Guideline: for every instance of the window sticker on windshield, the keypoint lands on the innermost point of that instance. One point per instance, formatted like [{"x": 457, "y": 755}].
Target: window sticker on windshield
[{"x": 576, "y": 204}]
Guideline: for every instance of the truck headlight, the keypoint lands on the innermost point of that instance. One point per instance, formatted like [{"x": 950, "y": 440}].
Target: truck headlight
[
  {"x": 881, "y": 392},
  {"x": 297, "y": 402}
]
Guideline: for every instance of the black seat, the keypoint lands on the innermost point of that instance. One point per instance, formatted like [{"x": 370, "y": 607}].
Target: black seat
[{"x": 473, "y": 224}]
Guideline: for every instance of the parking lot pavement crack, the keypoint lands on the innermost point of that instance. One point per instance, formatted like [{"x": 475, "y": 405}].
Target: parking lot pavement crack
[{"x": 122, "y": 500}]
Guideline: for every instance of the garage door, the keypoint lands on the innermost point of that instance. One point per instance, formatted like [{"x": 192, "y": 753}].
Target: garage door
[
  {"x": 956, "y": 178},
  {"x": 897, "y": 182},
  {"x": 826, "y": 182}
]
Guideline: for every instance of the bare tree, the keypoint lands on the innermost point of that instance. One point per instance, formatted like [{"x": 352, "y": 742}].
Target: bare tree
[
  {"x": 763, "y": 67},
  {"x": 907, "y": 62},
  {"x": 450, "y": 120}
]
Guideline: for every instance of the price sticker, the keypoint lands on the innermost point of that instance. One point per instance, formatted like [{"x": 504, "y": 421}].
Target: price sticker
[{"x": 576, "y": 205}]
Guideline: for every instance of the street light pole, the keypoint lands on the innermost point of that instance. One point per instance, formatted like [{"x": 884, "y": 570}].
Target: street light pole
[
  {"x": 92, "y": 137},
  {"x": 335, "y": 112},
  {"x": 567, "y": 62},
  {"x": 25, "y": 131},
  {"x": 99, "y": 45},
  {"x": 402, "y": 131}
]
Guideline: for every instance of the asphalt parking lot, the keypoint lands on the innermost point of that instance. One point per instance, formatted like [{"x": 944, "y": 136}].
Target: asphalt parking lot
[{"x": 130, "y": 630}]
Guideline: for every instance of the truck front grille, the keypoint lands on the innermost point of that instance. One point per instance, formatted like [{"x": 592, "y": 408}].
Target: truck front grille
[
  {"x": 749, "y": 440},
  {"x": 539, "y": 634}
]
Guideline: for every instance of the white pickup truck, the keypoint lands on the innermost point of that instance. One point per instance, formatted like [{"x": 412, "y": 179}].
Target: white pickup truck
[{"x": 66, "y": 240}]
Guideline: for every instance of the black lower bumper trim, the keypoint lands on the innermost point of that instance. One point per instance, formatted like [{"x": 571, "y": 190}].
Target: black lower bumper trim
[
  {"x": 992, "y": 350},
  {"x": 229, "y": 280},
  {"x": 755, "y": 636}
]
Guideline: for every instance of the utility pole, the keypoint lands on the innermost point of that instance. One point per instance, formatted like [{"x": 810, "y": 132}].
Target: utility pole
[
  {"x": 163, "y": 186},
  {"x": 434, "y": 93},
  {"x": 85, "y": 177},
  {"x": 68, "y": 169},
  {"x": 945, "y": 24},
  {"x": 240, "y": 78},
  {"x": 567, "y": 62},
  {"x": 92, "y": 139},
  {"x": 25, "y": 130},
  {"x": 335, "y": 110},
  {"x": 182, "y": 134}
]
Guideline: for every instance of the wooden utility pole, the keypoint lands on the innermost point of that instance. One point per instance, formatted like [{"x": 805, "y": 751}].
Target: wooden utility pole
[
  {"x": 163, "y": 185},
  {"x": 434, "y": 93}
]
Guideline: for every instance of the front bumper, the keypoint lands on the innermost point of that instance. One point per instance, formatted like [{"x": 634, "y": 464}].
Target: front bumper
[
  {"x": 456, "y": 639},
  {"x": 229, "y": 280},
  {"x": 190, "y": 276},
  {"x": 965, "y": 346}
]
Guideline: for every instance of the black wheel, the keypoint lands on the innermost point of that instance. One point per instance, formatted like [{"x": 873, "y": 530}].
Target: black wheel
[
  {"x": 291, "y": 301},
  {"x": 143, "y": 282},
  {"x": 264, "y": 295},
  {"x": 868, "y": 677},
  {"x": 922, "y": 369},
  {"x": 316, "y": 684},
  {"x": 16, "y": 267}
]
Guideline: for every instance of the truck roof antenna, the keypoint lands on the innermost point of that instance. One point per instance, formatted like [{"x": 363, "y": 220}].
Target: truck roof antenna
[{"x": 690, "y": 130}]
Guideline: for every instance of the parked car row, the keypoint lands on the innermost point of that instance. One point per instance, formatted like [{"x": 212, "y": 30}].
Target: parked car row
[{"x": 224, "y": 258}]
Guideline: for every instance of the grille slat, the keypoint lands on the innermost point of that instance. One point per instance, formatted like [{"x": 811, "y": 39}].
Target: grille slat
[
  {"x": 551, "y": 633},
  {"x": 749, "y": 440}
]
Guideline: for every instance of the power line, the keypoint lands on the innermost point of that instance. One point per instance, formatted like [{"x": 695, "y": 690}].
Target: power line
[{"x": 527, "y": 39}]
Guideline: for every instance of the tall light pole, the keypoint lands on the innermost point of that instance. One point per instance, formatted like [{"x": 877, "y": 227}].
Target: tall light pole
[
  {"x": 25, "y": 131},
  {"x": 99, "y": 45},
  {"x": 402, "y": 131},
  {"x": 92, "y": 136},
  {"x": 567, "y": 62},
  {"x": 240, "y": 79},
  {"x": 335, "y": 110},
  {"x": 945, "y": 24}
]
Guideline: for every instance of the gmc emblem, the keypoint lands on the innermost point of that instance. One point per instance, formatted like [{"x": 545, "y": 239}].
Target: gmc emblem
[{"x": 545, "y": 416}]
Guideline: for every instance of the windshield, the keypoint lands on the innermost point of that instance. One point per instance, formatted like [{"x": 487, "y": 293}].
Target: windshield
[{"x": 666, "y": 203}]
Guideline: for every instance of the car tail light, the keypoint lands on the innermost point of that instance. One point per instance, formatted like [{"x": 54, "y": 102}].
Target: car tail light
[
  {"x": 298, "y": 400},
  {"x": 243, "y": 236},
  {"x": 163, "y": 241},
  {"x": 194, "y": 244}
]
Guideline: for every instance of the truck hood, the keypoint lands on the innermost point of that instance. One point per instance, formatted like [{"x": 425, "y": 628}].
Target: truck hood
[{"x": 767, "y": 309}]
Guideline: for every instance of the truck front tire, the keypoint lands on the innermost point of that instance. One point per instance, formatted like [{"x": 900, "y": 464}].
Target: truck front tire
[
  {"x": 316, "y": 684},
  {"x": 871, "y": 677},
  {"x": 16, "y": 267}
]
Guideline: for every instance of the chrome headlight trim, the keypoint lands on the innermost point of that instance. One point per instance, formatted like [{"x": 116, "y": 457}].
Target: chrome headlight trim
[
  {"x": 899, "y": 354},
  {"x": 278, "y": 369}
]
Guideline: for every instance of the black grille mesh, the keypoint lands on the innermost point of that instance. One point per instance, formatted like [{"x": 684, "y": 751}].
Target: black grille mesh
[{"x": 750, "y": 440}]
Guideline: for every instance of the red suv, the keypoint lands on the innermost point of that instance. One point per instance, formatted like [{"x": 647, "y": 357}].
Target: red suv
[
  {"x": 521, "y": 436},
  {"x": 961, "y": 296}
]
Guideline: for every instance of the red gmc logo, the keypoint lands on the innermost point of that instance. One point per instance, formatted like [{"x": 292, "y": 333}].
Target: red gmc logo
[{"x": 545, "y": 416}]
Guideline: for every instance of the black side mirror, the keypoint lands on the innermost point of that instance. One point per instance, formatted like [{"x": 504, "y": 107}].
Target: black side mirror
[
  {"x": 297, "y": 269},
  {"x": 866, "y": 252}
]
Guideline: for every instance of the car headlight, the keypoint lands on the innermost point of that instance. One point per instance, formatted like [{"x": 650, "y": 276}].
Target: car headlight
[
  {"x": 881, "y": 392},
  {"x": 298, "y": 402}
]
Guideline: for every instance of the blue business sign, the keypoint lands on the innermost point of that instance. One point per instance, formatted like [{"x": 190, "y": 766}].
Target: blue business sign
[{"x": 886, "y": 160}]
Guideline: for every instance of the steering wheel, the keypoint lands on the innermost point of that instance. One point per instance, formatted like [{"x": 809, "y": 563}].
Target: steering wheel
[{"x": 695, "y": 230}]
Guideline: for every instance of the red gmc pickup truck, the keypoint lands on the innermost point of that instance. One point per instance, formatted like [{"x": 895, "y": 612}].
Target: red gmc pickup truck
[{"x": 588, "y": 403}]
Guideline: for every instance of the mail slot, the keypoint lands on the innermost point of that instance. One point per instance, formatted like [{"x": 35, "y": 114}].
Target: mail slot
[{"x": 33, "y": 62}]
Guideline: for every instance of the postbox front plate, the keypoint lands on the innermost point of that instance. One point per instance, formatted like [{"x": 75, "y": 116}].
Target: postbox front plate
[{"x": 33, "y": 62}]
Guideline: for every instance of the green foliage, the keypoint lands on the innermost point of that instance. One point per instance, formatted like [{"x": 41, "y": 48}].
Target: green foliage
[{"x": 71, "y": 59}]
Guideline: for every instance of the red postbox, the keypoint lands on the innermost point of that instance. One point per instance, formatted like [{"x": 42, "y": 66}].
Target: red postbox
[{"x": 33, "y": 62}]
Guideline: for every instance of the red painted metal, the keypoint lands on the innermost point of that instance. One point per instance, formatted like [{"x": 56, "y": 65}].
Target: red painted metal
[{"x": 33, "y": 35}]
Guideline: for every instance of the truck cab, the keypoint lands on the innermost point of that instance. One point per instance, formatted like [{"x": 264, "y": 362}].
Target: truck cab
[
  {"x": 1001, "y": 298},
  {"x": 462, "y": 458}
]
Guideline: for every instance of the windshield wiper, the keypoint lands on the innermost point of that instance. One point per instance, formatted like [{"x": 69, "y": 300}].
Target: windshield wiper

GOAL OF THE EXERCISE
Every line from the line containing "Guideline: for every instance of the red postbox, the" to the last line of the material above must be repeated exactly, and no other line.

CORRECT OUTPUT
Guideline: for every instance of the red postbox, the keypoint lands on the innermost point of that instance. One point per instance, formatted like [{"x": 42, "y": 66}].
Target: red postbox
[{"x": 33, "y": 62}]
Guideline: for every instance of the red painted metal, the keypoint lands on the innermost point of that instance. One point per instance, formatted like [{"x": 56, "y": 65}].
Target: red painted metal
[{"x": 33, "y": 35}]
Guideline: for every instance of the truck cab, the keypoint lands on the innermost point of that instance. One point per instance, formatted like [{"x": 264, "y": 362}].
Target: truck cab
[
  {"x": 1001, "y": 298},
  {"x": 462, "y": 458}
]
Guideline: for every instance of the windshield wiper, the keypoint lands on the innermost point of that instance. One point per instance, formatted like [{"x": 69, "y": 300}].
Target: windshield wiper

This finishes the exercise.